> WHAT THIS TASK INVOLVES
Can you shift every answer coordinate in the items below up by 3 and write out all the lines again, including each lookup line and its "e.g." line (both unchanged), while leaving out the pictures?

--- BEGIN ---

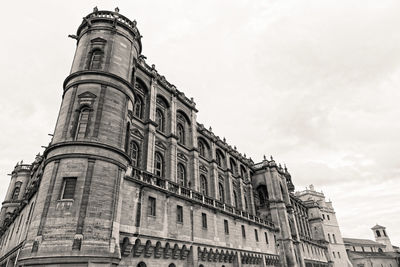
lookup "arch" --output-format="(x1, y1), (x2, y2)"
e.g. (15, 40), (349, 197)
(233, 190), (239, 208)
(200, 174), (208, 196)
(256, 185), (269, 206)
(177, 163), (186, 186)
(176, 122), (186, 145)
(129, 141), (140, 167)
(88, 48), (104, 70)
(156, 108), (165, 132)
(176, 109), (192, 125)
(376, 230), (381, 237)
(218, 183), (225, 203)
(156, 95), (170, 109)
(154, 152), (164, 177)
(215, 148), (225, 167)
(240, 164), (247, 178)
(133, 95), (144, 119)
(75, 106), (90, 140)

--- END ---

> COMPLETE RESPONSE
lookup "arch" --output-format="(x1, y1), (x2, y2)"
e.g. (15, 40), (349, 197)
(236, 193), (242, 211)
(203, 177), (211, 199)
(259, 188), (272, 209)
(180, 166), (189, 189)
(179, 125), (189, 148)
(132, 144), (143, 170)
(91, 51), (107, 73)
(159, 111), (168, 135)
(179, 112), (195, 128)
(379, 233), (384, 240)
(221, 186), (228, 206)
(159, 98), (173, 112)
(157, 155), (167, 180)
(218, 151), (228, 170)
(243, 167), (250, 181)
(136, 98), (147, 122)
(78, 109), (93, 143)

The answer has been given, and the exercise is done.